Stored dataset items
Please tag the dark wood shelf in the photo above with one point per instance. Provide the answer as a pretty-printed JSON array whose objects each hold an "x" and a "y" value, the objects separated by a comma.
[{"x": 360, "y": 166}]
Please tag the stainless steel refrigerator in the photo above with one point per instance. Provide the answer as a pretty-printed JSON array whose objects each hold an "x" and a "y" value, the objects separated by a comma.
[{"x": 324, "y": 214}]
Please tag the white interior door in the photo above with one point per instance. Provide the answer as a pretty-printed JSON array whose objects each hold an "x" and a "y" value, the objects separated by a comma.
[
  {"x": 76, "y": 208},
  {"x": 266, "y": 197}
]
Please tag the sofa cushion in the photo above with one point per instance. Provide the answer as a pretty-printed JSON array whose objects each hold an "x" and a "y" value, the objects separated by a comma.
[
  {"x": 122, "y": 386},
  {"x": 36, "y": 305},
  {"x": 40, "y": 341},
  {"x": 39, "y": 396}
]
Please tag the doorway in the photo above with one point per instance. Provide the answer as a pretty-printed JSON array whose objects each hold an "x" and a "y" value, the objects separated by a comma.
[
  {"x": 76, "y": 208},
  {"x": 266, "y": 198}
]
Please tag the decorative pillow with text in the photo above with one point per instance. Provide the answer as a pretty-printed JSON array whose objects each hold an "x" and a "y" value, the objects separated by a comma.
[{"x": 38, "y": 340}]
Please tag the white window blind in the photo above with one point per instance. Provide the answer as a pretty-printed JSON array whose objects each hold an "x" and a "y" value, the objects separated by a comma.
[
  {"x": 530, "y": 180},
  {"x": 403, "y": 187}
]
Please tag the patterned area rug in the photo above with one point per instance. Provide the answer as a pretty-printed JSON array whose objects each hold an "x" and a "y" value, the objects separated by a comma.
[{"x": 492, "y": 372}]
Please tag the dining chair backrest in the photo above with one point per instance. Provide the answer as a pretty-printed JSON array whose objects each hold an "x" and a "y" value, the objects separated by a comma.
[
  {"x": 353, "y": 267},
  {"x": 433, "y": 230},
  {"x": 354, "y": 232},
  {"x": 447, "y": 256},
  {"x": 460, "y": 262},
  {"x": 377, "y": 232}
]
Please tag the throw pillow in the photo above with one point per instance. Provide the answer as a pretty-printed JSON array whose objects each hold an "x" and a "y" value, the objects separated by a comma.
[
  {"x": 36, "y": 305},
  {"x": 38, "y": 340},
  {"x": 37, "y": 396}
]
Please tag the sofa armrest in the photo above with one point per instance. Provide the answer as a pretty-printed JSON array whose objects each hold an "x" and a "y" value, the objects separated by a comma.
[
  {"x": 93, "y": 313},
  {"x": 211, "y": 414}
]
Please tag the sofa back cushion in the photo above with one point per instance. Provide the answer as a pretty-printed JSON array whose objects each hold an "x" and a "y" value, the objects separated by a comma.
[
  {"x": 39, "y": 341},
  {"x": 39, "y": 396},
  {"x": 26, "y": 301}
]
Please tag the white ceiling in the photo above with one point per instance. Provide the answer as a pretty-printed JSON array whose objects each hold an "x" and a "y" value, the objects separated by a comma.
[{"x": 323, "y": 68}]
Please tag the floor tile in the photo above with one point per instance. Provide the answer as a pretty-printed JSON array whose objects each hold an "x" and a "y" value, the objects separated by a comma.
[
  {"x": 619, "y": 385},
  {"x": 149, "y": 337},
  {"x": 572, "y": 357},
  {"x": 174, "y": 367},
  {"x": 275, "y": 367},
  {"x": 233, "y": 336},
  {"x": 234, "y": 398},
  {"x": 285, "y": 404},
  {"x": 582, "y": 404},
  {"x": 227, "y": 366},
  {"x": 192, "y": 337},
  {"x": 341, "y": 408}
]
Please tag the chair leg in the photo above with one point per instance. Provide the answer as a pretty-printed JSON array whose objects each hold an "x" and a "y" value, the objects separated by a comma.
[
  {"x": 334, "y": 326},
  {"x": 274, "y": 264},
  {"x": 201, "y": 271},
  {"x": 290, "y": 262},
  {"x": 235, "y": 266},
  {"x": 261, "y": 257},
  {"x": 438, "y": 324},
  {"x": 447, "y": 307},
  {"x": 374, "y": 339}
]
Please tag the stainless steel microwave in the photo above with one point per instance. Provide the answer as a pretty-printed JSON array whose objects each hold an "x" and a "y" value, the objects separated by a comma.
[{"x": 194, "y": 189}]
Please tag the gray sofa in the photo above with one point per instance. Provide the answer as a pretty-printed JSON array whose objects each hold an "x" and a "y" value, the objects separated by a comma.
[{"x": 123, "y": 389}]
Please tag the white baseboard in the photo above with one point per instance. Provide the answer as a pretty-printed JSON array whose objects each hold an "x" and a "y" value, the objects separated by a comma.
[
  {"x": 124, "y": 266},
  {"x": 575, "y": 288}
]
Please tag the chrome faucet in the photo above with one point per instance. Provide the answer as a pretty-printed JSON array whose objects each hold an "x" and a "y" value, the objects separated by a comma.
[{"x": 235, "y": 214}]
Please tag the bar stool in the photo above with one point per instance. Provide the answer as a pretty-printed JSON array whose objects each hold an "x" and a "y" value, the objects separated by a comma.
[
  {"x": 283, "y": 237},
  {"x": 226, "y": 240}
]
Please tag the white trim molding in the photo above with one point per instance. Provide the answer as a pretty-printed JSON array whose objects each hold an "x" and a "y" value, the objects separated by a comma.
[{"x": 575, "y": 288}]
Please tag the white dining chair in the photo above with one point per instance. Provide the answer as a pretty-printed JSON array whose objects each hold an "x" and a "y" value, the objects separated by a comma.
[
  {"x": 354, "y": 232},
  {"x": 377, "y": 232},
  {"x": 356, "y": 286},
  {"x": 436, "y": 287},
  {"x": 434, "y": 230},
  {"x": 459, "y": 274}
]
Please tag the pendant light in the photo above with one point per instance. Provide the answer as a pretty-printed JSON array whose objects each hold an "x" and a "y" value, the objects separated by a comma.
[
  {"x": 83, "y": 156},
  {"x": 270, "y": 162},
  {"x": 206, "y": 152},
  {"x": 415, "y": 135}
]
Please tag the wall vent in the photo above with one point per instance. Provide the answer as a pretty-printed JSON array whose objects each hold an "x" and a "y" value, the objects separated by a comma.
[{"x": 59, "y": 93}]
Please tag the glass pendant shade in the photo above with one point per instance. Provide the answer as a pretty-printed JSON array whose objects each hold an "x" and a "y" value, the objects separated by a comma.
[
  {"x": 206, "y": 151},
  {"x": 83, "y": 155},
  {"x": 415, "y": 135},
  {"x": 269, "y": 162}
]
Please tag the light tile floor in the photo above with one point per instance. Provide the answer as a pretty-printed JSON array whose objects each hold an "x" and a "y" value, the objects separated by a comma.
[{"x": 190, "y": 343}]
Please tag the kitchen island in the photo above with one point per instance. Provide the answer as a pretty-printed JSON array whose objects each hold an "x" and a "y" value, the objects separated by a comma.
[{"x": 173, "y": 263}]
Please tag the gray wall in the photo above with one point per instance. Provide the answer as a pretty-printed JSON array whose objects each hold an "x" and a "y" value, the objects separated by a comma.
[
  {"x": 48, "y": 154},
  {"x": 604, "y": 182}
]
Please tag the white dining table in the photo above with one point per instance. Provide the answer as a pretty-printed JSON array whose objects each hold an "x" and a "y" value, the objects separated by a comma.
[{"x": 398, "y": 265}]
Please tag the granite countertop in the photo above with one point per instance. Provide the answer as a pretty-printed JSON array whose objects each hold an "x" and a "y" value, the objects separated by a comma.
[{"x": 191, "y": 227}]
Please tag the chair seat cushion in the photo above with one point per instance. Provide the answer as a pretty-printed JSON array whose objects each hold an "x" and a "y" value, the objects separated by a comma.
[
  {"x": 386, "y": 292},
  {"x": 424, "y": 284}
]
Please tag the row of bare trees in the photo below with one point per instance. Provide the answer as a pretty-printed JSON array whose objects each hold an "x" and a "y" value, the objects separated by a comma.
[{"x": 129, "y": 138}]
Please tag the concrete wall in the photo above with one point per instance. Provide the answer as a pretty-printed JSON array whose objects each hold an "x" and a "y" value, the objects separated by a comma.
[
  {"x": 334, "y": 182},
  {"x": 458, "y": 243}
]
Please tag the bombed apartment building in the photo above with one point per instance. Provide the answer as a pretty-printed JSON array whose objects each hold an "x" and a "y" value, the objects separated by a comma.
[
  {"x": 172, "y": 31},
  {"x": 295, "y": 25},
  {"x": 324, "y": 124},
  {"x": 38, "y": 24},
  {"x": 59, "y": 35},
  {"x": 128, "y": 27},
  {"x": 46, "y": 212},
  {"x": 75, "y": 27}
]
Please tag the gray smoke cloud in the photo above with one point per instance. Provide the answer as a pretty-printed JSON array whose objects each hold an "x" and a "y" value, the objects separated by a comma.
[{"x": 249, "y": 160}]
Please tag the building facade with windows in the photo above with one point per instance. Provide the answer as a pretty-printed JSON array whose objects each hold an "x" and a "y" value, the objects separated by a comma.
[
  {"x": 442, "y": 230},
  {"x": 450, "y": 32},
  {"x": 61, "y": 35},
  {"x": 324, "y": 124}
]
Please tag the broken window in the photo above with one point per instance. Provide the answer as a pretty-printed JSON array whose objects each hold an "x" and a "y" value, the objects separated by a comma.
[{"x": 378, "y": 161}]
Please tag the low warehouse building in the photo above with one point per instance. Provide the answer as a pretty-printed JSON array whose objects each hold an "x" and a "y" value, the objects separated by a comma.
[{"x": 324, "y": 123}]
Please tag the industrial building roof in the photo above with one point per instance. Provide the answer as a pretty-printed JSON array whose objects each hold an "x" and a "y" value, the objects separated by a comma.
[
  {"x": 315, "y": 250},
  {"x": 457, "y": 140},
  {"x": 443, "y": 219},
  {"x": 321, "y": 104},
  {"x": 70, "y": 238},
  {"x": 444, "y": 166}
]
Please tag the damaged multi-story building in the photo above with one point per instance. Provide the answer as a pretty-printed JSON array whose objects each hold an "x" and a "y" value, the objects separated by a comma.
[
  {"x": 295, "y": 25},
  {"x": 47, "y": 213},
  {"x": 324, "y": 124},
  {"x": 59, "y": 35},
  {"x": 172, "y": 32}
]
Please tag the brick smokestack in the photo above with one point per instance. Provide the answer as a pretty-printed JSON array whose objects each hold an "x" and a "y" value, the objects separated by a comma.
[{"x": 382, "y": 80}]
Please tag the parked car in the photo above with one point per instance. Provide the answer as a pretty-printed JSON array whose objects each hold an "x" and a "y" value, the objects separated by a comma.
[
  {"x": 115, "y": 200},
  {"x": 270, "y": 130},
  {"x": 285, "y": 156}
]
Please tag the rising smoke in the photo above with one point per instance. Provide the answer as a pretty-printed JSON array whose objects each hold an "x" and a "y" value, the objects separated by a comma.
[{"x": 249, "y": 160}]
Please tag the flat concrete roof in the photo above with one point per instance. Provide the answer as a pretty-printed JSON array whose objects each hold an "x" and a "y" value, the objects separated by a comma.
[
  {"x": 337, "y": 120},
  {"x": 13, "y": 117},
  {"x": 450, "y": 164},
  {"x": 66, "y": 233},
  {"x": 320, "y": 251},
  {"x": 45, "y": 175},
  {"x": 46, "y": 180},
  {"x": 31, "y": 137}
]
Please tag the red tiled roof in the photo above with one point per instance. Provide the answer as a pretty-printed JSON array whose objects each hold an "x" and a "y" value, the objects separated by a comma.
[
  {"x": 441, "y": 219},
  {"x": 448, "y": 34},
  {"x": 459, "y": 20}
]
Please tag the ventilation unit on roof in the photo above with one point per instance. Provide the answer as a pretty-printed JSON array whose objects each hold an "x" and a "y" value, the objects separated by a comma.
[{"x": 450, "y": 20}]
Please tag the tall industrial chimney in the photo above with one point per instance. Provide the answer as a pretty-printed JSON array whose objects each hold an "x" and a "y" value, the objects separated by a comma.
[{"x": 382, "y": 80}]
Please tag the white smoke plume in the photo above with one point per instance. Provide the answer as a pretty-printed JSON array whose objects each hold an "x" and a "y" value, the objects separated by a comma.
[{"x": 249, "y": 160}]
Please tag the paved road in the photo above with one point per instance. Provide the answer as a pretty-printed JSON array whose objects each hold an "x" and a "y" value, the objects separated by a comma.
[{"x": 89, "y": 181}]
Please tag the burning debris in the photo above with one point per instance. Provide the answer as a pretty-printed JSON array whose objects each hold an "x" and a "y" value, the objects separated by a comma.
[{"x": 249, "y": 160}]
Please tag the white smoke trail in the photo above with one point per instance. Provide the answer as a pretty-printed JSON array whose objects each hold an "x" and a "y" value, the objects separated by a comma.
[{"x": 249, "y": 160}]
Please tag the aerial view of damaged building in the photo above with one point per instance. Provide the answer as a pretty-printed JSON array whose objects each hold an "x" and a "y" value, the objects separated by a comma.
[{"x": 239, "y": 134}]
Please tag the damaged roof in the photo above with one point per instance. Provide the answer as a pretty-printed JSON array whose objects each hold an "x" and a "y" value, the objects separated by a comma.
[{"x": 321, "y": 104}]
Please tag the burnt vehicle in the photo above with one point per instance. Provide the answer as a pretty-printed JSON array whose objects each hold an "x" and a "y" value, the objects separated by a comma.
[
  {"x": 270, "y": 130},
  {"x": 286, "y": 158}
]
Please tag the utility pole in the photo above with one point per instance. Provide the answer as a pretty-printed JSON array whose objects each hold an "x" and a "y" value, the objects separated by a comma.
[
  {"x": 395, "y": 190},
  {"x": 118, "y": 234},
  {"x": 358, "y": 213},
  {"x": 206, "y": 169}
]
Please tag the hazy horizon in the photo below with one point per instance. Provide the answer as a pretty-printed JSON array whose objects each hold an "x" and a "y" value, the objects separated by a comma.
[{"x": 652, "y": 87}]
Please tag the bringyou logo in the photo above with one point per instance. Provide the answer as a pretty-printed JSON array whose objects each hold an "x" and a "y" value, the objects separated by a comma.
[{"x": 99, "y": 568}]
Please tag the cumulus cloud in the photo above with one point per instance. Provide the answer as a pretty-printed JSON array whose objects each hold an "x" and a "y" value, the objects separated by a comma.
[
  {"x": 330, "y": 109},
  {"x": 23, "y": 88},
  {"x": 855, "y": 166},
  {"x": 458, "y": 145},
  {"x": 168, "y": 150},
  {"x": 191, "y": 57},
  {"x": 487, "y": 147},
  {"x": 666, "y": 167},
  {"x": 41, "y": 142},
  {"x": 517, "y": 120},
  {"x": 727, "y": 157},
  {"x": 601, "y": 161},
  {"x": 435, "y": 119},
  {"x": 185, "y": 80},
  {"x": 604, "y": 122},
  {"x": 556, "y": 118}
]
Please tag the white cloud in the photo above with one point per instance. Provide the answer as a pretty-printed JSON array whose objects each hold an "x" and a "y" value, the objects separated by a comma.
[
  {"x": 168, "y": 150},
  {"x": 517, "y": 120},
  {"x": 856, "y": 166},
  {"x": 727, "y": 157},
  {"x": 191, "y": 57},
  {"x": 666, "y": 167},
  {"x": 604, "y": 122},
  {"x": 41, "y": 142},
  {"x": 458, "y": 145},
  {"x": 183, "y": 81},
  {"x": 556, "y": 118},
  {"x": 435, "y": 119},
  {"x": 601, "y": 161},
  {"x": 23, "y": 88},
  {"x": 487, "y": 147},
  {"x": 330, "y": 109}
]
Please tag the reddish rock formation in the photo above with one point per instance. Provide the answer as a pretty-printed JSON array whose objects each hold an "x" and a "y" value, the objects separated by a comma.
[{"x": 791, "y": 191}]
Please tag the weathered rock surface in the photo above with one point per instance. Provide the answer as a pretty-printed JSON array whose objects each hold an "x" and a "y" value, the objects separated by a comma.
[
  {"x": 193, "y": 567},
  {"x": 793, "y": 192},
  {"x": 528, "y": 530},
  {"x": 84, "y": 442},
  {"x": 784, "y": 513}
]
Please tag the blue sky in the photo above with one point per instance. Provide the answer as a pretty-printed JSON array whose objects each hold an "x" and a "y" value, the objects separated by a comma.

PROBLEM: Repeat exactly the lines starting at the line with "Please tag the white cloud" and ending with the final line of the entries. Include nothing else.

WRITTEN ANSWER:
Please tag the white cloud in the photo above with one point per instance. Provide the answer as a pretty-printed JSON array whose objects each hold an "x" and a "y" value, the objects separated by a comma.
[
  {"x": 168, "y": 150},
  {"x": 517, "y": 120},
  {"x": 856, "y": 166},
  {"x": 727, "y": 157},
  {"x": 191, "y": 57},
  {"x": 666, "y": 167},
  {"x": 604, "y": 122},
  {"x": 41, "y": 142},
  {"x": 458, "y": 145},
  {"x": 183, "y": 81},
  {"x": 556, "y": 118},
  {"x": 435, "y": 119},
  {"x": 601, "y": 161},
  {"x": 23, "y": 88},
  {"x": 487, "y": 147},
  {"x": 330, "y": 109}
]
Please tag the reddish rock formation in the photo above with one point per instance. Provide the answer as a pretty-printed JSON array whose objects each hold an "x" and a "y" value, the objects separated by a comma.
[{"x": 791, "y": 191}]
Please tag the weathered rock surface in the photo above with one point per instance. Provide the answer as a pretty-printed JSON array whose objects each hold an "x" and a "y" value, the objects separated by a comma.
[
  {"x": 193, "y": 567},
  {"x": 793, "y": 192},
  {"x": 528, "y": 530},
  {"x": 84, "y": 442},
  {"x": 784, "y": 513}
]
Please tag the blue sky in the photo above with one point per instance. Provide the answer as a pretty-printed JSON array whose objects each hold an "x" and a "y" value, the objects separated by a comma.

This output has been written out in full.